> [Record set]:
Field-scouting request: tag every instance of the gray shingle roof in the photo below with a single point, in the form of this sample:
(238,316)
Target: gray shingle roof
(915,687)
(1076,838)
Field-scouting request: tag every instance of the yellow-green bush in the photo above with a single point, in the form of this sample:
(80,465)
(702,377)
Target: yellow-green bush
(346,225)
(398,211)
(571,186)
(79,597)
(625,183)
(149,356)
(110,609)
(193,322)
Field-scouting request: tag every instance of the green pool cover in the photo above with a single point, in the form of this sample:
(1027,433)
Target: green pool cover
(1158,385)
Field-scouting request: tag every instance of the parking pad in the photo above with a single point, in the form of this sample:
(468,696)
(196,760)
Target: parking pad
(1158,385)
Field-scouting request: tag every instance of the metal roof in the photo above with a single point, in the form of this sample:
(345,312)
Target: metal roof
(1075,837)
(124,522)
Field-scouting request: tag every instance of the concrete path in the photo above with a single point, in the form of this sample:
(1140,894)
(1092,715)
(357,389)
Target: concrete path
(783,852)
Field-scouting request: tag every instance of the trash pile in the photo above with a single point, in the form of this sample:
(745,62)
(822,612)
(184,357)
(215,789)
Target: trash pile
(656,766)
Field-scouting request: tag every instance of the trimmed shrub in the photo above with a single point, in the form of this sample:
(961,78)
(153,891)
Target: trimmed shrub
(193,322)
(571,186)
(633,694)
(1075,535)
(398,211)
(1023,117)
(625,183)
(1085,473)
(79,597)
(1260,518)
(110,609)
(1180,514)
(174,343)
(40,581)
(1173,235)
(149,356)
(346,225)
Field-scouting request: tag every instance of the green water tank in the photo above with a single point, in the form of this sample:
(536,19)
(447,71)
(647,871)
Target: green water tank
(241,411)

> [What to work on]: Please rewrite the entries from the line with "Field-scouting request: tag every instance of the trimmed" through the end of the entries, swapping "single point" for "lone point" and leaving everything else unchanged.

> [Correct answer]:
Field-scouting request: tag every instance of the trimmed shrub in the photo above with a lone point, in the form of this sample:
(961,78)
(153,891)
Target: trimmed shrub
(193,322)
(571,186)
(633,694)
(1075,535)
(398,211)
(1023,117)
(625,183)
(1085,473)
(79,597)
(1260,518)
(110,609)
(1180,514)
(174,343)
(40,581)
(1173,235)
(149,356)
(346,225)
Field-scouting request: tag every instance of the green water tank in the photo above with a lone point, in the form of this sample:
(536,19)
(447,71)
(647,871)
Target: green water tank
(241,411)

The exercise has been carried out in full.